▶ _Problem description_
Select every line of the material below that contains the word "window". Treat uppercase and lowercase letters as different.

(Region annotation entries)
────────

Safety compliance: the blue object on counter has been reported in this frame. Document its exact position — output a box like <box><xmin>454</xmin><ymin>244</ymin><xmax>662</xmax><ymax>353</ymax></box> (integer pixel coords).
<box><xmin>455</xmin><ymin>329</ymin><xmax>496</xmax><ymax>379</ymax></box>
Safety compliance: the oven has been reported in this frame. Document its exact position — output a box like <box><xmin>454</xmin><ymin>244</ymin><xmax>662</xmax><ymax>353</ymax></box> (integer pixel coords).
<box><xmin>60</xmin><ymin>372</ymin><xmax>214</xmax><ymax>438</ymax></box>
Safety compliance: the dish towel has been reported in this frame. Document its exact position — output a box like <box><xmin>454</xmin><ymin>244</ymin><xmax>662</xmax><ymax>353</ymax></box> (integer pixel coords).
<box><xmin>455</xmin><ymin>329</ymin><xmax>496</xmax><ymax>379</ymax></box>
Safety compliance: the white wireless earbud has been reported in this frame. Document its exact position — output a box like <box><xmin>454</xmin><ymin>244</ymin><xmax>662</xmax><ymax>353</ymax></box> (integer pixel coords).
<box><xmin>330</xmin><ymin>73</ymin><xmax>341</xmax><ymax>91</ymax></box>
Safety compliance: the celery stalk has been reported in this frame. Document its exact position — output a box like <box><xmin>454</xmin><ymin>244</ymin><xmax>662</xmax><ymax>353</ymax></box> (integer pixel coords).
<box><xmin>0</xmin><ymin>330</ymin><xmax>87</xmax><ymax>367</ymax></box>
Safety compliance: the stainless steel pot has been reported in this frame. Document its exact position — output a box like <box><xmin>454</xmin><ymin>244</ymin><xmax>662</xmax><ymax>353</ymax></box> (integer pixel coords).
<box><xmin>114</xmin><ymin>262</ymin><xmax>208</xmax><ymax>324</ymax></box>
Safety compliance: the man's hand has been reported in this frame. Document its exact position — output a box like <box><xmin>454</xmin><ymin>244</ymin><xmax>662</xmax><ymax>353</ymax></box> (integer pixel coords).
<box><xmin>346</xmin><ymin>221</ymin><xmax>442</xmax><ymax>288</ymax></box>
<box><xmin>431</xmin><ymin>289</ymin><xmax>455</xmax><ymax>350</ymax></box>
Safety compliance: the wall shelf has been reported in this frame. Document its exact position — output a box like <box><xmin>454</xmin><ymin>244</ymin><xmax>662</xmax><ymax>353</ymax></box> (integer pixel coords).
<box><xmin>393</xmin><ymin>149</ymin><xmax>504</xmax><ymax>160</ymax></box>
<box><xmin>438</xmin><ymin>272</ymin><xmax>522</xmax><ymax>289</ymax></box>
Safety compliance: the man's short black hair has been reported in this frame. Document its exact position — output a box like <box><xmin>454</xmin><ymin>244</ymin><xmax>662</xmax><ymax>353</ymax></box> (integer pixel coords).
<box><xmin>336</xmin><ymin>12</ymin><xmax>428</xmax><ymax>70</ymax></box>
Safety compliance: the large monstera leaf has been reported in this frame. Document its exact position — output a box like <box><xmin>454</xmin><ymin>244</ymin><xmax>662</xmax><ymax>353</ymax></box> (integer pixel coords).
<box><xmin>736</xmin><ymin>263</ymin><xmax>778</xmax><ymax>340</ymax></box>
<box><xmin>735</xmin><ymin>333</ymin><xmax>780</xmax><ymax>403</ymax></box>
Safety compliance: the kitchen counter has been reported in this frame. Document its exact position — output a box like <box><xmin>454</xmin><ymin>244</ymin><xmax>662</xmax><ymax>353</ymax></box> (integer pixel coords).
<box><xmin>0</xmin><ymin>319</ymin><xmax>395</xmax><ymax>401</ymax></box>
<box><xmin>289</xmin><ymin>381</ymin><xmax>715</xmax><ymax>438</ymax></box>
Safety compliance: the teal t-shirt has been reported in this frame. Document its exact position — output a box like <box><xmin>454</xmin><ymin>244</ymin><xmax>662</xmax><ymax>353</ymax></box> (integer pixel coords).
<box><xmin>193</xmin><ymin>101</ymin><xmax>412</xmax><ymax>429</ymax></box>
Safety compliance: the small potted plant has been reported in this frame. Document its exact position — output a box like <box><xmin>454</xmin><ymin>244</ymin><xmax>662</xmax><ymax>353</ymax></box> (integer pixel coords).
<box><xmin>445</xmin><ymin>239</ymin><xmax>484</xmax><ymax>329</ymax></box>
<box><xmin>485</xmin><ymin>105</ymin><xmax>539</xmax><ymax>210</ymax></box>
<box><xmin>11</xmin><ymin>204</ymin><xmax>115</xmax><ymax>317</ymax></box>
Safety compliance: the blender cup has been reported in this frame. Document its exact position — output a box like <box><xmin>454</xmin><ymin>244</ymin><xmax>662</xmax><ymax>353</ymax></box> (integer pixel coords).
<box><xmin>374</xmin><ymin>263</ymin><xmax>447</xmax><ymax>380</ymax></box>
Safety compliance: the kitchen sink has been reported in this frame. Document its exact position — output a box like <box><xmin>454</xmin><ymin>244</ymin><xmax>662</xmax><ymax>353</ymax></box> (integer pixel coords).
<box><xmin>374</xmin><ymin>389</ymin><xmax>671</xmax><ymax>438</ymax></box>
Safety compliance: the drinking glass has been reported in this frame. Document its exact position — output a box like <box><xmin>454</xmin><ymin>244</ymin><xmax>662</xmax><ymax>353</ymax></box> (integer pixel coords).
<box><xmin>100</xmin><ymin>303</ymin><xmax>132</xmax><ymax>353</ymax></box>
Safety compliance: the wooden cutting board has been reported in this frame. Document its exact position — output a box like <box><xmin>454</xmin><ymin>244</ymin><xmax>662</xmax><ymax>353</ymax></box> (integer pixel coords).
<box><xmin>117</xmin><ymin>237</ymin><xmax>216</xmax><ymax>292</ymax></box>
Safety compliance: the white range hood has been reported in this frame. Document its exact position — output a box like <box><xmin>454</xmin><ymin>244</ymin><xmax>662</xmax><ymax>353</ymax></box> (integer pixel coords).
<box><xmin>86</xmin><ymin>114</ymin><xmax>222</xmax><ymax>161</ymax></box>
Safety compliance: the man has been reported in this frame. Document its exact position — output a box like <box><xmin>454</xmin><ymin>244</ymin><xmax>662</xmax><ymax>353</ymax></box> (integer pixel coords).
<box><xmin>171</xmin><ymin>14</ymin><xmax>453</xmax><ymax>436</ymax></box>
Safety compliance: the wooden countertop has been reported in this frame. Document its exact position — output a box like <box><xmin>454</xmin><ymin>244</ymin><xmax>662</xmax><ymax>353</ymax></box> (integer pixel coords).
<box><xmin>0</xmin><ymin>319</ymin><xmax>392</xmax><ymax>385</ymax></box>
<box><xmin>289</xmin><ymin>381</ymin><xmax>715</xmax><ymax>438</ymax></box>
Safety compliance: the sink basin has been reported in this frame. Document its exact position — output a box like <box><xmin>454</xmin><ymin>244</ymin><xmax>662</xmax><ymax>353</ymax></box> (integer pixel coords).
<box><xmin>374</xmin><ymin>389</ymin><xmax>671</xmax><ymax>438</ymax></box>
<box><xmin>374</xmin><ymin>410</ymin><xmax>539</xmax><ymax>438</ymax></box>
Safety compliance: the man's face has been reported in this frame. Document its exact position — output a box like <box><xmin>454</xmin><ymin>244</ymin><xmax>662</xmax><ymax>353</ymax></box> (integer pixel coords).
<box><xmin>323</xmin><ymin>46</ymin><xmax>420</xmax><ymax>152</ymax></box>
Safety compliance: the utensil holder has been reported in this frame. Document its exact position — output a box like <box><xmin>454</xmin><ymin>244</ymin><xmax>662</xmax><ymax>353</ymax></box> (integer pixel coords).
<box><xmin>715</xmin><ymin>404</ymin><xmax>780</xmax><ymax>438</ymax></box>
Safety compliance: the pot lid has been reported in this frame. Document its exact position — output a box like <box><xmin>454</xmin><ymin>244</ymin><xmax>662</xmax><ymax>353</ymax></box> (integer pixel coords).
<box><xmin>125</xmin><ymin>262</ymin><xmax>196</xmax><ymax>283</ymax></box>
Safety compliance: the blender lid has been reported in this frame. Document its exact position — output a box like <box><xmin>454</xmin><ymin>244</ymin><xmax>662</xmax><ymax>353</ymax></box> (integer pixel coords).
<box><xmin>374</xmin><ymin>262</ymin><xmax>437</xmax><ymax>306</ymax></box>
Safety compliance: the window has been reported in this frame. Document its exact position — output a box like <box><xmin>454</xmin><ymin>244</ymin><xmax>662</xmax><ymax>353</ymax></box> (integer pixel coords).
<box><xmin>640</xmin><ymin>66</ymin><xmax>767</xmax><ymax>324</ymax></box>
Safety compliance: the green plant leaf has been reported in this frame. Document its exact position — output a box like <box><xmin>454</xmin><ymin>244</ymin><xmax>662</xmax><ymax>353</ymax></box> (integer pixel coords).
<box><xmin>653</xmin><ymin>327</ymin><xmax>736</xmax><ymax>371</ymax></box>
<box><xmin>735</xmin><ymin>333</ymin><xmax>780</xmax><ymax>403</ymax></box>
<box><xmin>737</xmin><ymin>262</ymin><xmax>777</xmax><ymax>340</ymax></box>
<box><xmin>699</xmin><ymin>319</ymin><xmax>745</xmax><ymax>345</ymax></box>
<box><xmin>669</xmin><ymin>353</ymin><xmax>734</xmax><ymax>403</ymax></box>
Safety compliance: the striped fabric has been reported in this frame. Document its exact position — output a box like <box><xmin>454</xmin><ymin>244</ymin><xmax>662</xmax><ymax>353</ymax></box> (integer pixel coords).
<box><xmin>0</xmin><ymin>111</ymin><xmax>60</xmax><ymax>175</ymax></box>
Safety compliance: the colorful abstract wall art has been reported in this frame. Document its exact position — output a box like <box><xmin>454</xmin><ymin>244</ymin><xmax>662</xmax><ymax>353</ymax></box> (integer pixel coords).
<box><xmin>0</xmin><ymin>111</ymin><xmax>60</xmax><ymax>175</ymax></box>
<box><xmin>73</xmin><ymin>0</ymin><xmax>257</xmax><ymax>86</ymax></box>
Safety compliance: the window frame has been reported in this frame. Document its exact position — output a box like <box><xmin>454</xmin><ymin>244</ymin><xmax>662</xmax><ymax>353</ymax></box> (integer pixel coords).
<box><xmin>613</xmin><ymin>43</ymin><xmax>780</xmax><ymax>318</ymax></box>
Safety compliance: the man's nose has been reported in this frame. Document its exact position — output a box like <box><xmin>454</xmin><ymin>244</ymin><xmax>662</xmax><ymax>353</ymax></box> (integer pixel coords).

────────

▶ _Correct result_
Safety compliance: the window has been reported in this frame. Document its exact position — output a box like <box><xmin>454</xmin><ymin>244</ymin><xmax>662</xmax><ymax>353</ymax></box> (integer pixel coords).
Safety compliance: the window frame has been reported in this frame. Document its exact position — output a box like <box><xmin>454</xmin><ymin>244</ymin><xmax>662</xmax><ymax>353</ymax></box> (integer pixel coords).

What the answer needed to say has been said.